**Given records**
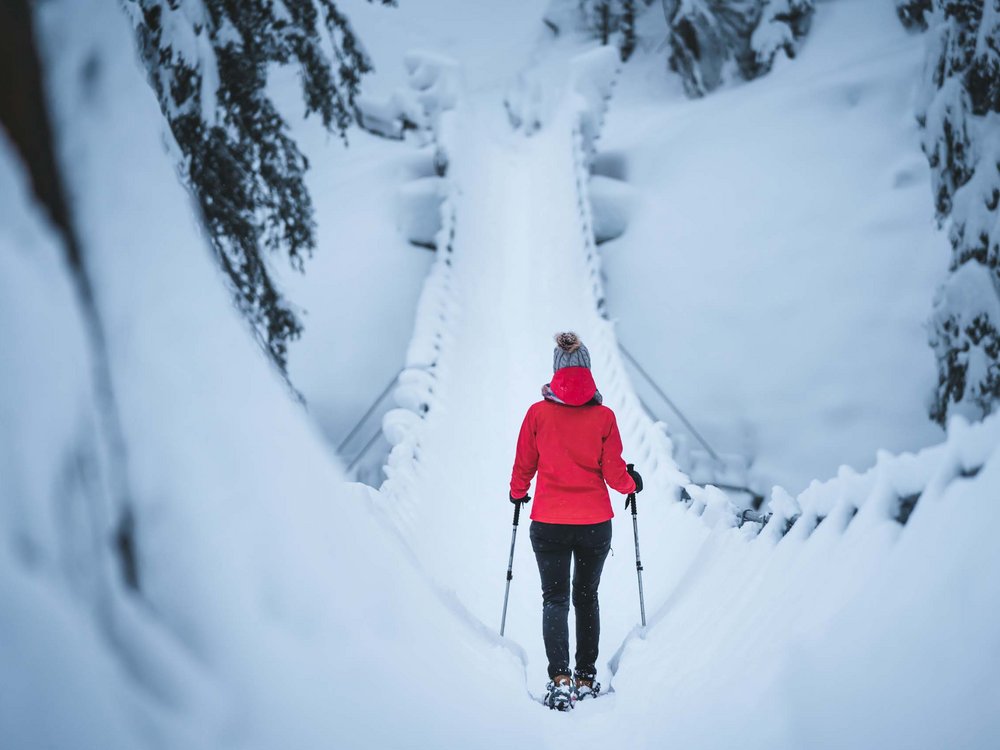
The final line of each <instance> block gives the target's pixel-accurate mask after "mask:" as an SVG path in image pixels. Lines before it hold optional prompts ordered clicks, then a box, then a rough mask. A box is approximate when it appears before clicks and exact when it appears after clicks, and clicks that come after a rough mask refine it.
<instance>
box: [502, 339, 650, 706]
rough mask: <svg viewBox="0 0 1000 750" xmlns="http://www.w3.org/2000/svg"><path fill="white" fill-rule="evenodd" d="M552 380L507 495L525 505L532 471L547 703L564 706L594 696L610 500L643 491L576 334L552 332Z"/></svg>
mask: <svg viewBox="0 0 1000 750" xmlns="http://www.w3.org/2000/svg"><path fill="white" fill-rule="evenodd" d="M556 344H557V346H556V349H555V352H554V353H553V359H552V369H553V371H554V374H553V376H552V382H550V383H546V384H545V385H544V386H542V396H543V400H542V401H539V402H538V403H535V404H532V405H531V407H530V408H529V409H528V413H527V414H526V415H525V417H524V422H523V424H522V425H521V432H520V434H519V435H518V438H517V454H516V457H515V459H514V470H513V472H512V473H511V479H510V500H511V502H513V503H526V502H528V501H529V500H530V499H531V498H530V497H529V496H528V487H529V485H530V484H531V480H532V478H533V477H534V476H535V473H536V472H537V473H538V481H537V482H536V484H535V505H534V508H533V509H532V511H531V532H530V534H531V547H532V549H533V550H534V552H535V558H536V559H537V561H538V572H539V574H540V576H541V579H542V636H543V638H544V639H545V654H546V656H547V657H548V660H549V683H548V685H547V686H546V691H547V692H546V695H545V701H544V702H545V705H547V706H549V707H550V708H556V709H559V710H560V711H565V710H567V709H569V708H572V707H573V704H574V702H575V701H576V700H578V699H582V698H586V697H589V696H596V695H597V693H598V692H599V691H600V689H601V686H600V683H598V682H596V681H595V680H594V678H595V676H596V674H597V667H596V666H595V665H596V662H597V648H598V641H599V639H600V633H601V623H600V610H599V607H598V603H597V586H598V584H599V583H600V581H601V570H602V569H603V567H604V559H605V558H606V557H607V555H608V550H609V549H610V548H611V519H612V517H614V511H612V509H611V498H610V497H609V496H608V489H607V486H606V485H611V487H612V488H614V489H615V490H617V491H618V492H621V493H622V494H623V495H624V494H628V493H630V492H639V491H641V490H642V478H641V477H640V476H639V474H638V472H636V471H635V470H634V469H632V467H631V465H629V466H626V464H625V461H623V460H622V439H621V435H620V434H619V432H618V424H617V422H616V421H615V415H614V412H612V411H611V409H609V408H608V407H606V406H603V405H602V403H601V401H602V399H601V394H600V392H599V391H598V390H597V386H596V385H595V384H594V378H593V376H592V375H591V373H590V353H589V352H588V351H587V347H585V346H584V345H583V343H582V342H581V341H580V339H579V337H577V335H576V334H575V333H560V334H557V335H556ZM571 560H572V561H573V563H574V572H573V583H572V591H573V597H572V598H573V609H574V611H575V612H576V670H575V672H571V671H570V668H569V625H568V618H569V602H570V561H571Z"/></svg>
...
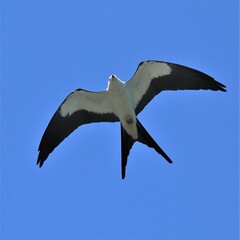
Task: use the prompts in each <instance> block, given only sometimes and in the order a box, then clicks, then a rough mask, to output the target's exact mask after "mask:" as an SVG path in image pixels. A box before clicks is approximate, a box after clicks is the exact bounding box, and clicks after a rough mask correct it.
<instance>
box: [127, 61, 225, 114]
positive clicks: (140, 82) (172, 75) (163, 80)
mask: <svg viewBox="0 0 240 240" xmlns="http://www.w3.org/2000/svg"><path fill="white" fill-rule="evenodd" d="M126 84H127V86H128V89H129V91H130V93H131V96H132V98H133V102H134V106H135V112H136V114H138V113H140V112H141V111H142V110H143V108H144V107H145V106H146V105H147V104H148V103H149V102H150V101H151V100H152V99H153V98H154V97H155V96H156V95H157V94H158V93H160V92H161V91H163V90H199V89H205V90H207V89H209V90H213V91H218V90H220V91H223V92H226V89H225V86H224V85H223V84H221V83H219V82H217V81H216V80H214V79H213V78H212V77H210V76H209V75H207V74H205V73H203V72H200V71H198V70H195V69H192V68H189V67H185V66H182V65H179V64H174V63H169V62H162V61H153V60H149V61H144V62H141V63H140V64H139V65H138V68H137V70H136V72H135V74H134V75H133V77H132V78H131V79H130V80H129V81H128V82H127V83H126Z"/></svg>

**Exercise instructions**
Recast the stretch of the records from the line containing "The final line" through the line containing "rough mask: <svg" as a JSON list of strings, with one string per line and blank lines left out.

**Expected output**
[
  "The final line of each <instance> block gives the target's pixel-accurate mask after \"mask:\" as an SVG path in image pixels. Lines before it hold optional prompts ordered clicks, then a box, then a rough mask. A box is approximate when it appears before clicks and exact when it appears after clicks, and clicks that come after a rough mask refine it.",
  "<instance>",
  "box: [502, 339, 650, 706]",
  "rough mask: <svg viewBox=\"0 0 1000 750\" xmlns=\"http://www.w3.org/2000/svg\"><path fill=\"white\" fill-rule=\"evenodd\" d=\"M552 380L507 495L525 505L532 471L547 703L564 706L594 696L610 500L643 491L576 334L552 332Z\"/></svg>"
]